- Description of the task
The finished copy should match every record exactly and contain no pictures.

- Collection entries
------------------------------------------------------------

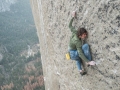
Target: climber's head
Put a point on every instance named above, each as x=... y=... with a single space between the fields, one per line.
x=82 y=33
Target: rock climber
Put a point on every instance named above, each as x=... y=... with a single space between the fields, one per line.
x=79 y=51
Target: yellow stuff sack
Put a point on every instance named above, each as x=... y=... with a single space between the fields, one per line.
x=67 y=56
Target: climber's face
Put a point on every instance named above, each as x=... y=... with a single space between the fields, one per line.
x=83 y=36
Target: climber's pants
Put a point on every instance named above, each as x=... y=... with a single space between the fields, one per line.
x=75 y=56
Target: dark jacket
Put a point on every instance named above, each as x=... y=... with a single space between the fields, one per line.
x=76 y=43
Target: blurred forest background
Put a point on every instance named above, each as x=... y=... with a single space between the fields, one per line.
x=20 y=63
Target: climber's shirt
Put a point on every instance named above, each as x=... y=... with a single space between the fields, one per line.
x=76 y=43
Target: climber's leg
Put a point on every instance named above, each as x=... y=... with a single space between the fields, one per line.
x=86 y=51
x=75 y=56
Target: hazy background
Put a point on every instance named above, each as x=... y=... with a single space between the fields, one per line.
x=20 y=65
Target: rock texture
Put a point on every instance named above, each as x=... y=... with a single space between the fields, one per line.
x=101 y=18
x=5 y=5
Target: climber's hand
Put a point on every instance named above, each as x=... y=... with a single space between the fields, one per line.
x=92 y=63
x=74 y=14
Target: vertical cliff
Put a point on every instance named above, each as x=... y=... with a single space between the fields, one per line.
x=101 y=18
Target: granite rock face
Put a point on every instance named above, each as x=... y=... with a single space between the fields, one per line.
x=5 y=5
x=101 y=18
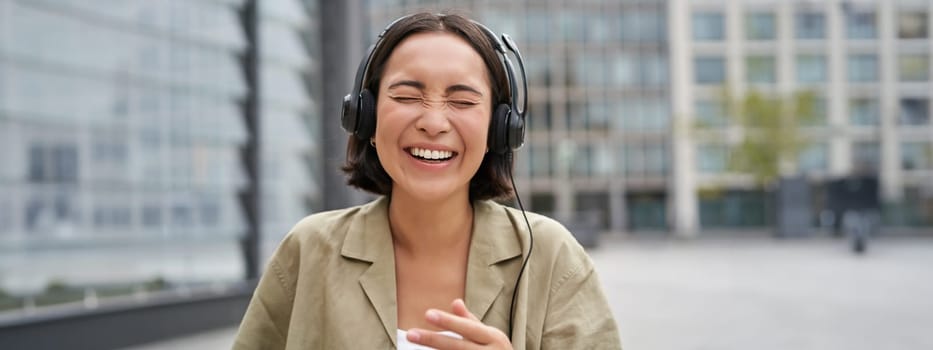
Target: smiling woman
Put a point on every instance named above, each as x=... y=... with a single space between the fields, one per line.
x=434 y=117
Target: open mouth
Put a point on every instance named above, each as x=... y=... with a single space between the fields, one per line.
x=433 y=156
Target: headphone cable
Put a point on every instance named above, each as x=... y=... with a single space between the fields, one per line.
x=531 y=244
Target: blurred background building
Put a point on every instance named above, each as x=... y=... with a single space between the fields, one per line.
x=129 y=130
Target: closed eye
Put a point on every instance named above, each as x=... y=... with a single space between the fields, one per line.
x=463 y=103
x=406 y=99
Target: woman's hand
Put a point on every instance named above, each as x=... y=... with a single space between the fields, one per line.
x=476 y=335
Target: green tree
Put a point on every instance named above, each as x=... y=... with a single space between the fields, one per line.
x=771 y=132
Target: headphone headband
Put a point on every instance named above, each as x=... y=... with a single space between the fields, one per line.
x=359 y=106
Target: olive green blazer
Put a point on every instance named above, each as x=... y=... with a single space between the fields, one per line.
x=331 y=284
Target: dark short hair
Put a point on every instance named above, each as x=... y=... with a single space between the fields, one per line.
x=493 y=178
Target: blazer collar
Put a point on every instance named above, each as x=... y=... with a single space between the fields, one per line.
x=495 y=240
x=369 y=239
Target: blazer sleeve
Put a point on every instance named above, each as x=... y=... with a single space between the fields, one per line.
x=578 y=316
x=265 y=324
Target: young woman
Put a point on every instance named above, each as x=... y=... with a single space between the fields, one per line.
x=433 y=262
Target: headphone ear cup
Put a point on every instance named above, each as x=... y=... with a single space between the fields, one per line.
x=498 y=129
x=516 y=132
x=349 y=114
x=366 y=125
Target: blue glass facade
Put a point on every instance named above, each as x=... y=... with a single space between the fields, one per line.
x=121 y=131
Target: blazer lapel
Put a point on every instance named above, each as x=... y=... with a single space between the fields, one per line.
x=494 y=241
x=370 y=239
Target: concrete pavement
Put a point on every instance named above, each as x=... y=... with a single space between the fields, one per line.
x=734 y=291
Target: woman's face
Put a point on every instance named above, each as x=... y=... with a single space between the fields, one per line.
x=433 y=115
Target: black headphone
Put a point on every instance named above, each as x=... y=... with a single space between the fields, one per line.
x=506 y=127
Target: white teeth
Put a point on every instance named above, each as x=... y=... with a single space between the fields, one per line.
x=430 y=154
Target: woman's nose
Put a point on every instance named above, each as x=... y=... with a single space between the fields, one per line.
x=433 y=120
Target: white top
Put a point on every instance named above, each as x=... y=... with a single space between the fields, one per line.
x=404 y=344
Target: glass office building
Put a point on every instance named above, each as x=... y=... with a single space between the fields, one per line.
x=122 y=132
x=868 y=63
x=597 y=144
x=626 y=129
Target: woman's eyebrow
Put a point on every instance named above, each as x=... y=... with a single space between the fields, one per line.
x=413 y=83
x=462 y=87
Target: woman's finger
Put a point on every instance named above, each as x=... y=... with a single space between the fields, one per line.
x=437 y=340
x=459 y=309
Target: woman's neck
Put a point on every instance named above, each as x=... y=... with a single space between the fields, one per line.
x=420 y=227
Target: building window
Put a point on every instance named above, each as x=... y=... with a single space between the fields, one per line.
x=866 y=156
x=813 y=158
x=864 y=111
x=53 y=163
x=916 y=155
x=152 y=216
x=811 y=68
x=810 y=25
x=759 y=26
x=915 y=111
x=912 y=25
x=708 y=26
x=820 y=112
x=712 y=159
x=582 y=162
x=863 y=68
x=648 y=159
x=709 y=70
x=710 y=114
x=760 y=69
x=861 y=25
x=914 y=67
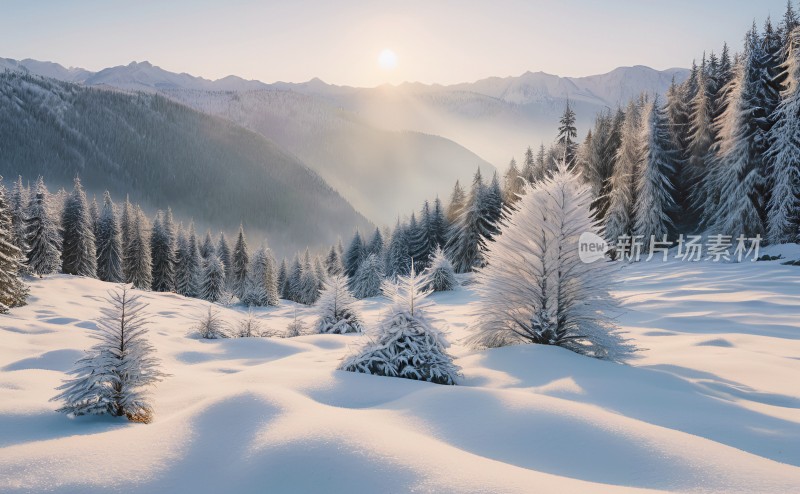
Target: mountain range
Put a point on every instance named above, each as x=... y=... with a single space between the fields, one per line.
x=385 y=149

------------------------------------------------------------

- Reply
Target: climber's head
Put a point on every instance named above, each as x=... y=... with a single space between the fields, one per line.
x=82 y=33
Target: rock climber
Put a point on every instance named above, each as x=... y=... with a single space between the fields, one per line.
x=79 y=51
Target: yellow stuff sack
Put a point on every instance named above, each as x=... y=... with a single space between the fields, one per line.
x=67 y=56
Target: climber's face
Put a point on every instance named above, each as x=... y=... with a single space between the fields, one per line.
x=83 y=36
Target: climber's pants
Put a point on every instance named above, each as x=... y=... with a single space between the fields, one per line.
x=75 y=56
Target: dark jacket
Put a point on every instance named above, each as x=... y=... with a single space between the fields, one per line.
x=76 y=43
Target: blurred forest background
Put a point on every instance named above, each as x=... y=... with a single space between the fields, one per line.
x=20 y=63
Target: climber's shirt
Put a point on every instance named above, each as x=... y=... with a single space between the fields, one per line.
x=76 y=43
Target: climber's leg
Put a point on every instance named above, each as x=... y=... with a single space between the fields, one per line.
x=86 y=51
x=75 y=56
Target: hazy background
Put a point on every instance named above, each as x=... y=... with a single space between the fields, one per line.
x=20 y=65
Target: rock texture
Put a point on every instance named above, each as x=... y=... with a single space between the fields, one per line.
x=101 y=18
x=5 y=5
Target: climber's hand
Put a point on every instance named above, each as x=... y=... with a single space between the fields, one per line.
x=92 y=63
x=74 y=14
Target: vertical cliff
Put a point on every instance named above, each as x=... y=... with a single space between the fields, one per line.
x=101 y=18
Target: granite rock face
Put a point on every instance named above, each as x=... y=... with a single space between the fields, one per line.
x=5 y=5
x=101 y=18
Target: smiling woman
Put a point on every instance named above, each as x=... y=... with a single space between the fields, one per line.
x=434 y=117
Target: open mouth
Put a point on every instance named above, each as x=... y=... with a single space between the fields, one per line.
x=433 y=156
Target: headphone cable
Put a point on every instance named above, each as x=... y=... with a single space between the fields, one per line.
x=531 y=244
Target: blurred background building
Put a point on every instance named above, each as x=... y=... with a single space between the fields, one per line.
x=129 y=130
Target: closed eye
Put a point on every instance named above, each as x=... y=... with a single space between the fields, one per line.
x=463 y=103
x=406 y=99
Target: woman's hand
Put a point on every instance named above, each as x=... y=... with a single space between the fields, one per line.
x=476 y=335
Target: green tree
Put a point on every instance named above, each as x=... y=... with a single space between the fields, one per line.
x=771 y=132
Target: headphone headband
Put a point on every instance named above, each as x=... y=... with a single space between the fields, one per line.
x=359 y=106
Target: olive green blazer
Put a point on every instance named above, each as x=... y=... with a single space between the fields, one per line.
x=331 y=284
Target: dark short hair
Put a point on every instance named above, each as x=... y=... with a single space between the fields, one per line.
x=493 y=178
Target: blazer collar
Put a point on every instance named above, each as x=... y=... with a single space between the fields, one per line.
x=495 y=240
x=369 y=239
Target: blazer sleeve
Put a point on every instance named above, each as x=... y=... with a single space between the fields, one per line.
x=578 y=316
x=265 y=324
Target: young woman
Put a point on every instance named above, each as x=... y=... with a single space between the fields, one per line.
x=433 y=262
Target: headphone ear cup
Put a point on every instance named above, each as x=... y=... with a single space between the fields, one per line.
x=498 y=129
x=516 y=132
x=349 y=114
x=366 y=125
Target: blue glass facade
Put a point on every instance named above, each as x=... y=... with a single space between the fields, one per line.
x=121 y=131
Target: blazer lapel
Put a point on every instance named above, each as x=... y=... with a single space between the fields, one per line.
x=494 y=241
x=370 y=239
Target: concrete pavement
Put a point on every instance named above, each as x=... y=... with a single space between the fields, one per line.
x=734 y=291
Target: woman's face
Put a point on every instance named above, each as x=... y=... with a single space between the fields, one per line.
x=433 y=115
Target: black headphone
Put a point on every instance named above, each as x=... y=... with a single space between the fields, one per line.
x=506 y=127
Target: white teeth
Put a point on every instance named above, each as x=... y=... with a single space between the fields, one per line.
x=430 y=154
Target: woman's nose
Put a point on every instance named above, each as x=... y=... with a single space between the fields, one per line.
x=433 y=120
Target: white top
Put a point on every instance named above, each as x=... y=... with a single space between the fields, one per line.
x=404 y=344
Target: glass office building
Put a point on every instance named above, each as x=... y=... with a single space between the fields, one per line.
x=122 y=132
x=868 y=63
x=597 y=144
x=626 y=129
Target: woman's eyebrow
Put a point on every instance named above, each as x=... y=... with a single space between the fields, one per line.
x=413 y=83
x=462 y=87
Target: woman's finger
Put a point on every instance named above, each as x=... y=... with a single space between the fields, one per line.
x=437 y=340
x=459 y=309
Target: woman's neck
Put a point on every instance named above, each as x=... y=... with a single space between the fields, one per line.
x=420 y=227
Target: building window
Put a point on every instance named above, each as x=... y=... with a single space between the fields, one per line.
x=866 y=156
x=813 y=158
x=864 y=111
x=53 y=163
x=916 y=155
x=152 y=216
x=811 y=68
x=810 y=25
x=759 y=26
x=915 y=111
x=912 y=25
x=708 y=26
x=820 y=112
x=712 y=159
x=582 y=162
x=863 y=68
x=648 y=159
x=709 y=70
x=710 y=114
x=760 y=69
x=861 y=25
x=914 y=67
Target: mountain range
Put a point on every instance named above, each as x=... y=... with a single space between the fields, one per line.
x=385 y=149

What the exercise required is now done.